JOB:
Pull out every line in the rows below that contains the word "riding". Case counts.
--- START DATA ---
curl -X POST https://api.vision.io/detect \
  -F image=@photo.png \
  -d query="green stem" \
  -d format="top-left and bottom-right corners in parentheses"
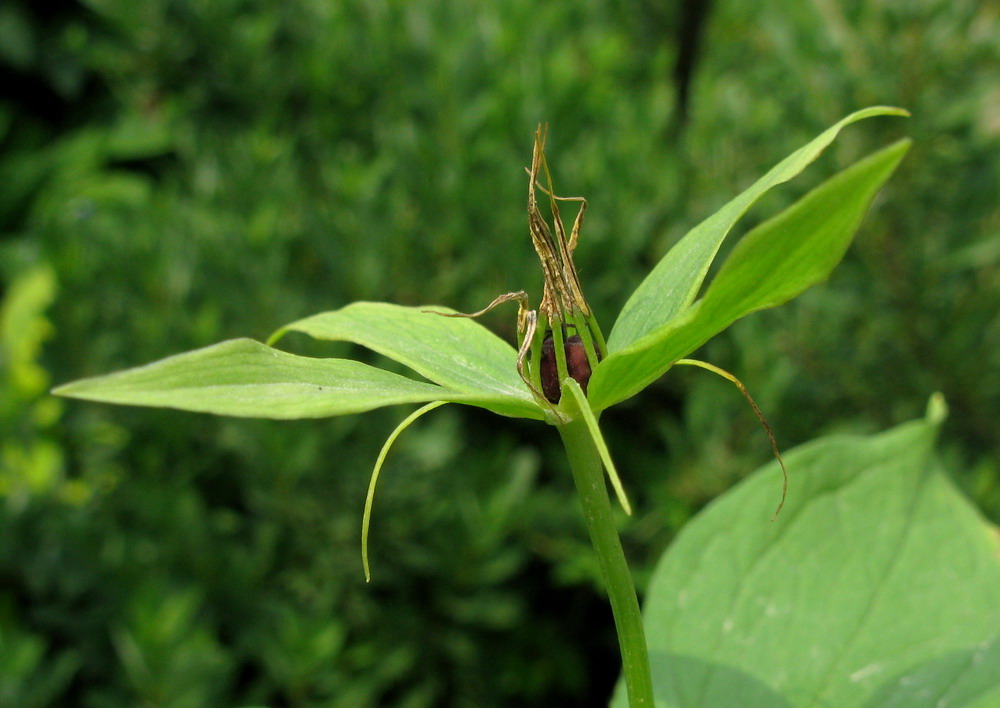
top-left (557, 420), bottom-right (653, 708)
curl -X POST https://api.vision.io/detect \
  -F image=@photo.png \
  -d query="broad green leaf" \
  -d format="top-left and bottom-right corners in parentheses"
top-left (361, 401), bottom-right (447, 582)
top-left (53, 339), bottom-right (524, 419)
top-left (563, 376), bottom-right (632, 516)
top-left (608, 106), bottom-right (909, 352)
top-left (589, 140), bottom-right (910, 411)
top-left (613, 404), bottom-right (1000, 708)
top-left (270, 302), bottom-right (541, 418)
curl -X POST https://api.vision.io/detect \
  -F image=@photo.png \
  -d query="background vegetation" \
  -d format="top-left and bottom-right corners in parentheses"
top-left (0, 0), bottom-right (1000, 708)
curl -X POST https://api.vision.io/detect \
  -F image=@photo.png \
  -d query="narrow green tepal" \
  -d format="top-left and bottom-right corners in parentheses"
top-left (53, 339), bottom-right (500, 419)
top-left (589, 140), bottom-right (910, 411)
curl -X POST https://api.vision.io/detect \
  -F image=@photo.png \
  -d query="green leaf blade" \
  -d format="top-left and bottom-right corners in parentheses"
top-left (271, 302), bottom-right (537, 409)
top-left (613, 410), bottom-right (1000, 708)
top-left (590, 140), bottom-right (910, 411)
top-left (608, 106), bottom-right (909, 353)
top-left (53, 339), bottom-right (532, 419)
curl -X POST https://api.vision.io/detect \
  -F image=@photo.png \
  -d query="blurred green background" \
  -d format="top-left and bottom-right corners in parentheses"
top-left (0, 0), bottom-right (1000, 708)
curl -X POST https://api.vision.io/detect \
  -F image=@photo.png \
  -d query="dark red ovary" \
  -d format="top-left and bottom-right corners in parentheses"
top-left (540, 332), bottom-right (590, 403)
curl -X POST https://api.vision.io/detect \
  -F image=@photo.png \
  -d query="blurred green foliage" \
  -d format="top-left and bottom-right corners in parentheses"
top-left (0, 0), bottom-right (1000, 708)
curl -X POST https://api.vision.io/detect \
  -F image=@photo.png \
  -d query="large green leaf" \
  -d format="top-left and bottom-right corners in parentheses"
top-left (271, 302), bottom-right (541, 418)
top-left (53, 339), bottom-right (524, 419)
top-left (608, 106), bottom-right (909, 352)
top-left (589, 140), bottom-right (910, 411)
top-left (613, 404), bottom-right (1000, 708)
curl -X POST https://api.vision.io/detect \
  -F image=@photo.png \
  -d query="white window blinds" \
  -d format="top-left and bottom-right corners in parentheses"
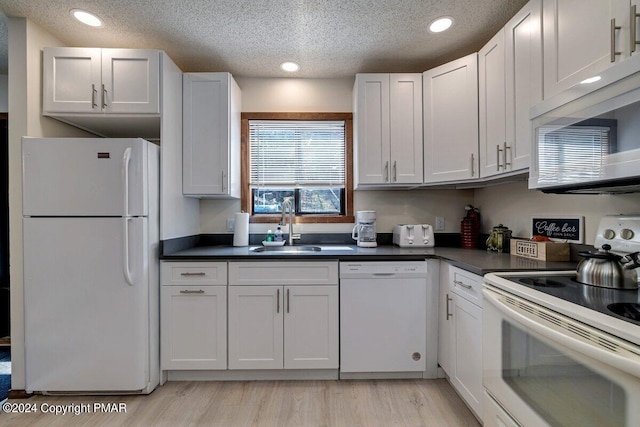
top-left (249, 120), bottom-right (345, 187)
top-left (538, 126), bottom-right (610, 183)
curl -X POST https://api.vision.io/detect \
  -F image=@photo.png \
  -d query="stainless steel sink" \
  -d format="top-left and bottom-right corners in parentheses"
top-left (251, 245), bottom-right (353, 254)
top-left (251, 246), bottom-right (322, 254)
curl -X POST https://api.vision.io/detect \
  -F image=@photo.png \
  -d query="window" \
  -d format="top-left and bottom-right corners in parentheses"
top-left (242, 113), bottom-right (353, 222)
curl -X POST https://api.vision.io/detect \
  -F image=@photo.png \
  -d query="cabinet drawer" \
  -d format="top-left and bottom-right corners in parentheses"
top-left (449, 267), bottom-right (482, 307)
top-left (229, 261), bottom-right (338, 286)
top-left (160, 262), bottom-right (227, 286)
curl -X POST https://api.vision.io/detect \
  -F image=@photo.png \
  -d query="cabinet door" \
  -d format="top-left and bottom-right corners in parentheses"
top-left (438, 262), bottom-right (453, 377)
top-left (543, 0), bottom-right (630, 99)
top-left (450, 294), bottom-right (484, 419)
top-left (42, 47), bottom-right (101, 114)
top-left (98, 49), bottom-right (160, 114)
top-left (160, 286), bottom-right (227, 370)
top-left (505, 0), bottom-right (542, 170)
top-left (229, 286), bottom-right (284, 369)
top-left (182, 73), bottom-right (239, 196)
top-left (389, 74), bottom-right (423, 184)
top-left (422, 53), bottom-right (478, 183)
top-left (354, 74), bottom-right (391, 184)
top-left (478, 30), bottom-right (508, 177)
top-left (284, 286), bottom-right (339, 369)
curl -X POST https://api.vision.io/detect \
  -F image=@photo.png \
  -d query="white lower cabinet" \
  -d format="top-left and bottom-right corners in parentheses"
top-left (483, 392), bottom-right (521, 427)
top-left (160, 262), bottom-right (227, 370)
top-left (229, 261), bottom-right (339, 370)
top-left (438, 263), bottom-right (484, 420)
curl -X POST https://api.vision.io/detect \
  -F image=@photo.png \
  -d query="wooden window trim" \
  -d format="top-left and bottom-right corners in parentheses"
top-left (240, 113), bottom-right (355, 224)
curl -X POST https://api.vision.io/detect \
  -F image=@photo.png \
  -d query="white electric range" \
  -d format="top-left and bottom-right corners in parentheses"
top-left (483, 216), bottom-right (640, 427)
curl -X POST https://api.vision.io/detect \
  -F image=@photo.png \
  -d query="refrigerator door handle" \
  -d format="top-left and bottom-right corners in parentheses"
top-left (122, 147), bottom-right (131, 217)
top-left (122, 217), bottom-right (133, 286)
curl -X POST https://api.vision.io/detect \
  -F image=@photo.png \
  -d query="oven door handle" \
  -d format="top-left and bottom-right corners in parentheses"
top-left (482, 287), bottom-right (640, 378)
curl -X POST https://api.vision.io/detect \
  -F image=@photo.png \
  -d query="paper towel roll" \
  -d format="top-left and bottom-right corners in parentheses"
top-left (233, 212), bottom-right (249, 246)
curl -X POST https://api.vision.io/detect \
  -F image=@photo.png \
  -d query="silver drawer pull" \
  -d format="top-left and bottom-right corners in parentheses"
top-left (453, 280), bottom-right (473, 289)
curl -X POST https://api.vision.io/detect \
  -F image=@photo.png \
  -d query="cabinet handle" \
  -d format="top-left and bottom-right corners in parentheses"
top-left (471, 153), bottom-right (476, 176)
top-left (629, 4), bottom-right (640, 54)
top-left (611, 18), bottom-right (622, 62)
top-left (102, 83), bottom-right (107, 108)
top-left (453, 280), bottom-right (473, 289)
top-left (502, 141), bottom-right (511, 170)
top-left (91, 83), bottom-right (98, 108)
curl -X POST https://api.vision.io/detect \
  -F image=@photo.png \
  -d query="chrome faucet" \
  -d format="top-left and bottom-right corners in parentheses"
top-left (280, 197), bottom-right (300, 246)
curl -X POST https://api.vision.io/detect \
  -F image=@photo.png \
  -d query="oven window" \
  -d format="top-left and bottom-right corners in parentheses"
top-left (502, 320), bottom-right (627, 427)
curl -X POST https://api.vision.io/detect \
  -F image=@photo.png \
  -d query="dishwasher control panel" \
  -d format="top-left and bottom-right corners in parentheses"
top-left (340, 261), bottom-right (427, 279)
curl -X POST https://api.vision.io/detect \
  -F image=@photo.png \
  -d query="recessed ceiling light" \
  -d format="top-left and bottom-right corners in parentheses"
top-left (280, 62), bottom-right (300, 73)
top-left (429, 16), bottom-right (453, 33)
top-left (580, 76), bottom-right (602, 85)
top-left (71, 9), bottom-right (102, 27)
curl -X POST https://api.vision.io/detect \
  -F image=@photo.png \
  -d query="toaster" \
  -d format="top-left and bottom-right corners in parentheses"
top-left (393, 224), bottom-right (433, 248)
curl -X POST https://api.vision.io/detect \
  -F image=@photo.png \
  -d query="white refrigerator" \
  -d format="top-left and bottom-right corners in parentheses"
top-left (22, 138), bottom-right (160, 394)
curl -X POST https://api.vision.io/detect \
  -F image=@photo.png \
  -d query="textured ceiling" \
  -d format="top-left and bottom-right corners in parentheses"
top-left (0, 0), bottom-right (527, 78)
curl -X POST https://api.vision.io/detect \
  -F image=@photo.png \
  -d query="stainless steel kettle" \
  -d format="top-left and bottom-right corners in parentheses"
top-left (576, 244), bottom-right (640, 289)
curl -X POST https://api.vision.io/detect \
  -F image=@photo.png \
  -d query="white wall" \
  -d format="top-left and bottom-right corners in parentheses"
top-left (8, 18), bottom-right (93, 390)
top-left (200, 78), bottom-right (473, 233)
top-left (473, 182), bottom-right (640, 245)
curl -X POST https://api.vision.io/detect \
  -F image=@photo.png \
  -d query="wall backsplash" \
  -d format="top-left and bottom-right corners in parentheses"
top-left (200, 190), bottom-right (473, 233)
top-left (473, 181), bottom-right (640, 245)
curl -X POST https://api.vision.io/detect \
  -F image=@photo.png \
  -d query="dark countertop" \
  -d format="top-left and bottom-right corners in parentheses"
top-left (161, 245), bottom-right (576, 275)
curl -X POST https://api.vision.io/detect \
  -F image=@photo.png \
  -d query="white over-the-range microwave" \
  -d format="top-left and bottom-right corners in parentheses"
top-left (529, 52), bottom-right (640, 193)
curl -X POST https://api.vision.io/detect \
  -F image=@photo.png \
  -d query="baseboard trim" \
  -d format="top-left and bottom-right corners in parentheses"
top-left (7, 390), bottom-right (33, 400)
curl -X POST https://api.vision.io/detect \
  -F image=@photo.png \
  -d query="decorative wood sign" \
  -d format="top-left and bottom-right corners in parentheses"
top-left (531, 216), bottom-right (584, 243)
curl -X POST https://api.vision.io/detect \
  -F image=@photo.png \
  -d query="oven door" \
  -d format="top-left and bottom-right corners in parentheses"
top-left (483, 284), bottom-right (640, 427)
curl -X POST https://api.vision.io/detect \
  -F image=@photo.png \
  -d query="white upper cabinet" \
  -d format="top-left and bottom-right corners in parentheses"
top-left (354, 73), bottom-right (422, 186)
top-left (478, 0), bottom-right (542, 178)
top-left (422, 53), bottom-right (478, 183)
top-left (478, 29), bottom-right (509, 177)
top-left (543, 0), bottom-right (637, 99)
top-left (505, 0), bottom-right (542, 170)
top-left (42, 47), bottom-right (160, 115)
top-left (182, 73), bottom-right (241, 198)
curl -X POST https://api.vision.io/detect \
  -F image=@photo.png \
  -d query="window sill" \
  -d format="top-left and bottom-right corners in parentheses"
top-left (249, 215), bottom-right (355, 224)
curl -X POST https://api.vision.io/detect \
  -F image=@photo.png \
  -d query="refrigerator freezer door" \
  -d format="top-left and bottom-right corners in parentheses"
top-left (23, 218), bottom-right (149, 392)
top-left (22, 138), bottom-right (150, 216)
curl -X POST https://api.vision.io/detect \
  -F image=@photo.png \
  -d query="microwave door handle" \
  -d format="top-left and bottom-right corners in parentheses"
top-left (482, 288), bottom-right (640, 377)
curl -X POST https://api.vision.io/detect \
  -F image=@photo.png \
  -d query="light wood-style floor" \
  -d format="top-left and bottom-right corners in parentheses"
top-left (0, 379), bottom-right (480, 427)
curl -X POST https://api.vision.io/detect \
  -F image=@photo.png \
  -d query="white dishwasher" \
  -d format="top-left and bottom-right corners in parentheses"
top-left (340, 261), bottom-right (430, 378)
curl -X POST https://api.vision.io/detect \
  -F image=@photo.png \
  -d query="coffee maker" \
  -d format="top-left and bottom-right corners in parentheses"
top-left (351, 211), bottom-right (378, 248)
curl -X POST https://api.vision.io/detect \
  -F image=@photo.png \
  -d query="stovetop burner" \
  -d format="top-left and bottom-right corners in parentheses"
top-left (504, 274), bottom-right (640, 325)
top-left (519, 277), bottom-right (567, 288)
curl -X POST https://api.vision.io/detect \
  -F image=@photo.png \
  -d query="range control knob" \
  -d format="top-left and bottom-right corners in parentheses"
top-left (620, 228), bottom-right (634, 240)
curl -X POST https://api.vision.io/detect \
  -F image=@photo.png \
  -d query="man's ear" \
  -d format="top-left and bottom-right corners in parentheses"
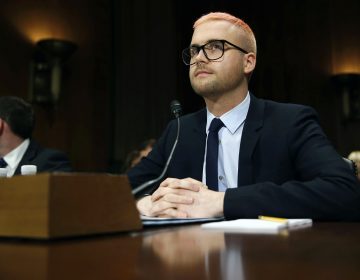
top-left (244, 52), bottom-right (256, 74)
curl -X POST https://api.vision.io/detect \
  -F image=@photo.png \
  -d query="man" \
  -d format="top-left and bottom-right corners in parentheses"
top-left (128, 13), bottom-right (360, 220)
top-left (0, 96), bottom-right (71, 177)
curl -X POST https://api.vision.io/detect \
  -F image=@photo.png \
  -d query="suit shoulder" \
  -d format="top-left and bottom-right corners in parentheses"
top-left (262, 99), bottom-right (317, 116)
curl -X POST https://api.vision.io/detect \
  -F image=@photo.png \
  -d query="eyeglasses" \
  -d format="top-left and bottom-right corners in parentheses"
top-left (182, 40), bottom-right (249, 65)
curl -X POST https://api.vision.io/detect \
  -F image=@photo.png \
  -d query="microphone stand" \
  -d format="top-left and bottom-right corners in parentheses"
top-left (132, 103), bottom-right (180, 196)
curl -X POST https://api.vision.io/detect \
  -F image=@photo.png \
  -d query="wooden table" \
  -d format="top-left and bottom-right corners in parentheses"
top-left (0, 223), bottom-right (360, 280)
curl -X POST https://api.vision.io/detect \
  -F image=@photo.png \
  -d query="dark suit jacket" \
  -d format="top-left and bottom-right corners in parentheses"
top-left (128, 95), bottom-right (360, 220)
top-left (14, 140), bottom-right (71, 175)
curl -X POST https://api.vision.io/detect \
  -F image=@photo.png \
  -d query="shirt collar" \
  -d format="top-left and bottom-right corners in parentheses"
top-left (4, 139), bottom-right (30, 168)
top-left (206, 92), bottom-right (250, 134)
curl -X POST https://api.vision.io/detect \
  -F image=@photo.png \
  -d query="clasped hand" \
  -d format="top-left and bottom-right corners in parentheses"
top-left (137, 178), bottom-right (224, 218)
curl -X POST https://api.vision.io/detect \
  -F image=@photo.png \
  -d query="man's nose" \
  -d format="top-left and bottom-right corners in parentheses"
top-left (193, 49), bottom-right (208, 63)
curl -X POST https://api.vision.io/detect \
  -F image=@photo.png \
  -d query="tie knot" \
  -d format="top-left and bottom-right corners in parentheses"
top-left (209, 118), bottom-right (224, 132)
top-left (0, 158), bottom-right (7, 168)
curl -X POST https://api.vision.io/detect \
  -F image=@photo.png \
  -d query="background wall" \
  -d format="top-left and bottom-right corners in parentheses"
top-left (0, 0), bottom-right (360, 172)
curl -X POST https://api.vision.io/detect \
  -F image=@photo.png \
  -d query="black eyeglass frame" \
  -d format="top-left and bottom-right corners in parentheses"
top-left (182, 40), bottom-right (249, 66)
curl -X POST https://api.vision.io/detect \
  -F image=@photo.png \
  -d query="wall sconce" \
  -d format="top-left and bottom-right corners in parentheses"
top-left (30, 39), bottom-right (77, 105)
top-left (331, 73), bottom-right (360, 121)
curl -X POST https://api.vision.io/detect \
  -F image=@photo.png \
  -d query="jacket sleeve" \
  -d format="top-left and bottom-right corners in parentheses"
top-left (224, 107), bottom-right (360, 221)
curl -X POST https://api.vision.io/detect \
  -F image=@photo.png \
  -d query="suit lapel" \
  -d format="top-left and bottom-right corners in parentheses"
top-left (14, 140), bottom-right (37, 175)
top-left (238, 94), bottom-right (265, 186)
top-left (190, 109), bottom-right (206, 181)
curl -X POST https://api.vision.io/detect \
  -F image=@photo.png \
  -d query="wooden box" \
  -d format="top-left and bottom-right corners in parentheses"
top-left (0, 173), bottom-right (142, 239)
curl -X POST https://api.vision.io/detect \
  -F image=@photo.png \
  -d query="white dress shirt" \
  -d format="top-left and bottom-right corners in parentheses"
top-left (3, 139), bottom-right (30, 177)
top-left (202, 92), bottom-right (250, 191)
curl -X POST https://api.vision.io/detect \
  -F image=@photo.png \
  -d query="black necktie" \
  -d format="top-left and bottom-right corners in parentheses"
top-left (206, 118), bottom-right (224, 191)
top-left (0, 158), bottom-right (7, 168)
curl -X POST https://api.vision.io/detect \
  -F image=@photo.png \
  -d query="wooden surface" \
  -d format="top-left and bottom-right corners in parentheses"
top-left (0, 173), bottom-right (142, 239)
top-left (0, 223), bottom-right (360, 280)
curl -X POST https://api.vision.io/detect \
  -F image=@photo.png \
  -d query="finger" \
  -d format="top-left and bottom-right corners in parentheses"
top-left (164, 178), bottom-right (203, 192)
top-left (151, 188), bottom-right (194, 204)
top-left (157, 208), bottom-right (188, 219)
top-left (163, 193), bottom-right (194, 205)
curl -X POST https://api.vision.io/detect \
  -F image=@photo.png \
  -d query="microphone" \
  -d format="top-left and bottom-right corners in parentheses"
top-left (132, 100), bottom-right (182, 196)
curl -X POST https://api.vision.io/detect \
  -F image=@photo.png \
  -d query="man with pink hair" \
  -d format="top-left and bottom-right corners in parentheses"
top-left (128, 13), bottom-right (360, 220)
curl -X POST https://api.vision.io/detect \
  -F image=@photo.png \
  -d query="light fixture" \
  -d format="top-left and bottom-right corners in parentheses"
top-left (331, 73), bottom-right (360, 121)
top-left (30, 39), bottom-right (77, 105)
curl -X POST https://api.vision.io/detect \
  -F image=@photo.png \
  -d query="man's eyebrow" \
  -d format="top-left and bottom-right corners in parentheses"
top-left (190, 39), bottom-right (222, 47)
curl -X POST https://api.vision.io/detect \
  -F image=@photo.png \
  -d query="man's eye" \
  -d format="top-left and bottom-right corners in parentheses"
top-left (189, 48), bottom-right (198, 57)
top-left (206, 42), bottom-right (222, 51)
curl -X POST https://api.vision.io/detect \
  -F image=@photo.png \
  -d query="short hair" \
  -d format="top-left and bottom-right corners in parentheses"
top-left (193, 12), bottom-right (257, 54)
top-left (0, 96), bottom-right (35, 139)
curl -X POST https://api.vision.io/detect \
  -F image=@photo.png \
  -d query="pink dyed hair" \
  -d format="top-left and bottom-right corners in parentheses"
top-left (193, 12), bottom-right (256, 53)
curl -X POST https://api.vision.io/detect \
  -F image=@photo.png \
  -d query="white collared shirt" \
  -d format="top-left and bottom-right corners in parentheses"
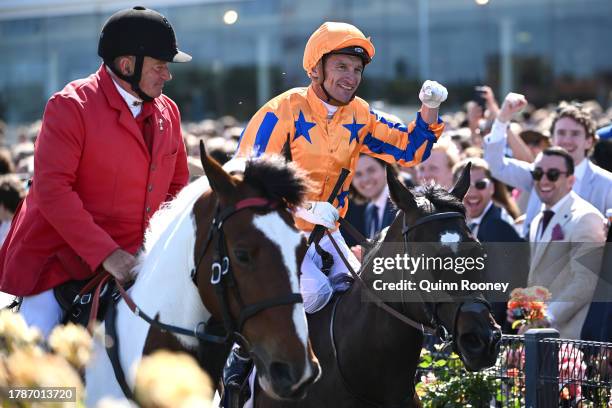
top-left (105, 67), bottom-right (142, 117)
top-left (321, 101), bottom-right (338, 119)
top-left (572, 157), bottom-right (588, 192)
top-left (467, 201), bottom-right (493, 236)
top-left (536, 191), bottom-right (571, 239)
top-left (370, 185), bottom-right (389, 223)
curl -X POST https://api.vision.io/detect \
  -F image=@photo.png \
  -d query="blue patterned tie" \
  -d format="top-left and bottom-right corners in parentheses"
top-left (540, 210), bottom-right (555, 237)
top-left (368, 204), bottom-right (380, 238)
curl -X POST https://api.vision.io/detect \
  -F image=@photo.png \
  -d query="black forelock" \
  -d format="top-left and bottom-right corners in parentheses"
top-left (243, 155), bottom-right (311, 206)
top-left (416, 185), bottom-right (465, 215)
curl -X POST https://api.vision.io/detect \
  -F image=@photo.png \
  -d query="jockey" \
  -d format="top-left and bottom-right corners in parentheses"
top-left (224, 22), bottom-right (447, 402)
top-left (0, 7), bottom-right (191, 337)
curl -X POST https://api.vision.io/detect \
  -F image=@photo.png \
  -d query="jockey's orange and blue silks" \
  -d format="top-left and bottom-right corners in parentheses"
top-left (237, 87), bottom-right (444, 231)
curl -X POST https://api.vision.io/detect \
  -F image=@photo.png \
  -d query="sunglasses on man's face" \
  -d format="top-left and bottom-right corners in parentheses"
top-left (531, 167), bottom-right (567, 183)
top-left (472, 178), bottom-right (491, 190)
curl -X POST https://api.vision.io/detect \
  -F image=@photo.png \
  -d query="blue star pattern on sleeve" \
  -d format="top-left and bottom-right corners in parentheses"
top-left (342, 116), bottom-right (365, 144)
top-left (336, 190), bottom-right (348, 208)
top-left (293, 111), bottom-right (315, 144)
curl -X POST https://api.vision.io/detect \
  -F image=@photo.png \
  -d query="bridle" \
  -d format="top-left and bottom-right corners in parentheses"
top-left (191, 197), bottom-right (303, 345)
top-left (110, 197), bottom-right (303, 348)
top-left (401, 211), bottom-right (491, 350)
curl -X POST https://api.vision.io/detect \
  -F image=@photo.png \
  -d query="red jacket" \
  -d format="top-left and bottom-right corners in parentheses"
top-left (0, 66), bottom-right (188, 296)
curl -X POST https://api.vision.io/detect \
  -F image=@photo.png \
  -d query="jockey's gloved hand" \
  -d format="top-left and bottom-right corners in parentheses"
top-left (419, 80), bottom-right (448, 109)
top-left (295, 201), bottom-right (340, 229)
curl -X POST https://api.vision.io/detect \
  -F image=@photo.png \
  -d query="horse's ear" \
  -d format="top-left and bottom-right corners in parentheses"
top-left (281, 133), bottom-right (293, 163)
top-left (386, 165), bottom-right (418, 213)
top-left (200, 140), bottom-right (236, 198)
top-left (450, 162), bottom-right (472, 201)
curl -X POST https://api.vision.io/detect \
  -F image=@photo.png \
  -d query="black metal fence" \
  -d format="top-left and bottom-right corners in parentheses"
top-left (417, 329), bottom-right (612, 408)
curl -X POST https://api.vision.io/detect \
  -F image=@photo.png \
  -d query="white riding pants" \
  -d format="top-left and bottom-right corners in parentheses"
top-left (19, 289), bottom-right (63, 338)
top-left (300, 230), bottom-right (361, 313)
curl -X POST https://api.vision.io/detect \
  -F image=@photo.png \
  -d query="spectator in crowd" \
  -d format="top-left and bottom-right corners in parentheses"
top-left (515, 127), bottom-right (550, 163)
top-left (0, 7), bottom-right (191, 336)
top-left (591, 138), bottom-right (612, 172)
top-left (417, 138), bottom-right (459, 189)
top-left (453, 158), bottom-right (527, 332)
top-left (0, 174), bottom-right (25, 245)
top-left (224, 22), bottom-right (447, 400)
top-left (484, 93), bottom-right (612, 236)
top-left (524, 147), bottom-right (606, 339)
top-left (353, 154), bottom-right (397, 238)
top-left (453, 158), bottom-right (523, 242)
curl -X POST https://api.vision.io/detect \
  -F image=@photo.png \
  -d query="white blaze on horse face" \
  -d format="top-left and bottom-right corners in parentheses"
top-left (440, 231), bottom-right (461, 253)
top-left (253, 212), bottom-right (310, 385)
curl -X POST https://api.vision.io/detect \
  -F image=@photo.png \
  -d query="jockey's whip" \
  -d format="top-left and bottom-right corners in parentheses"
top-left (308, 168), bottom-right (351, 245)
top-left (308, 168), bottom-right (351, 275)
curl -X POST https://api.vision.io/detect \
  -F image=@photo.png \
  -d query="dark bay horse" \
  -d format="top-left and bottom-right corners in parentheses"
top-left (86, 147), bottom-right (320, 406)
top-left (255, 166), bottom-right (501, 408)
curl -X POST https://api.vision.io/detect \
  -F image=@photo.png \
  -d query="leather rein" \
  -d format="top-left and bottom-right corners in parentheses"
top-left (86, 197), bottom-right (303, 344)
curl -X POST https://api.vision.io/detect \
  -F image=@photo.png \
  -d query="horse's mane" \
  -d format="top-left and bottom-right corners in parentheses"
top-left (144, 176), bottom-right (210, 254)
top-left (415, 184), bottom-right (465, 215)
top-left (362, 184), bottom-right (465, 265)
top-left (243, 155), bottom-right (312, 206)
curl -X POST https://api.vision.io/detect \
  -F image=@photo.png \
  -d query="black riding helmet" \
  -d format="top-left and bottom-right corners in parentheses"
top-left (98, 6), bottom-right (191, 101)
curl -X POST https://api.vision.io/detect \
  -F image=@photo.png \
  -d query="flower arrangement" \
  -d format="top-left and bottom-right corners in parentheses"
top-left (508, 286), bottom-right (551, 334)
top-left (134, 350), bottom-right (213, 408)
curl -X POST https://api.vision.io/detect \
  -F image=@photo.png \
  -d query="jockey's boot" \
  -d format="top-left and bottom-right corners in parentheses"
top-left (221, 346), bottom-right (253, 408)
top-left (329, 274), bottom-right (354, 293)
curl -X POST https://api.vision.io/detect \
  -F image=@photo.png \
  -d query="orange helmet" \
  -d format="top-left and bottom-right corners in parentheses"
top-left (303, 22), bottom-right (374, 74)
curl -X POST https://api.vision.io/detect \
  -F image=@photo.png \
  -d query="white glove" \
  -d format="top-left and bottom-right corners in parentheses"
--- END DATA ---
OUTPUT OF THE TASK:
  -d query="white riding pants" \
  -d query="black riding helmet" \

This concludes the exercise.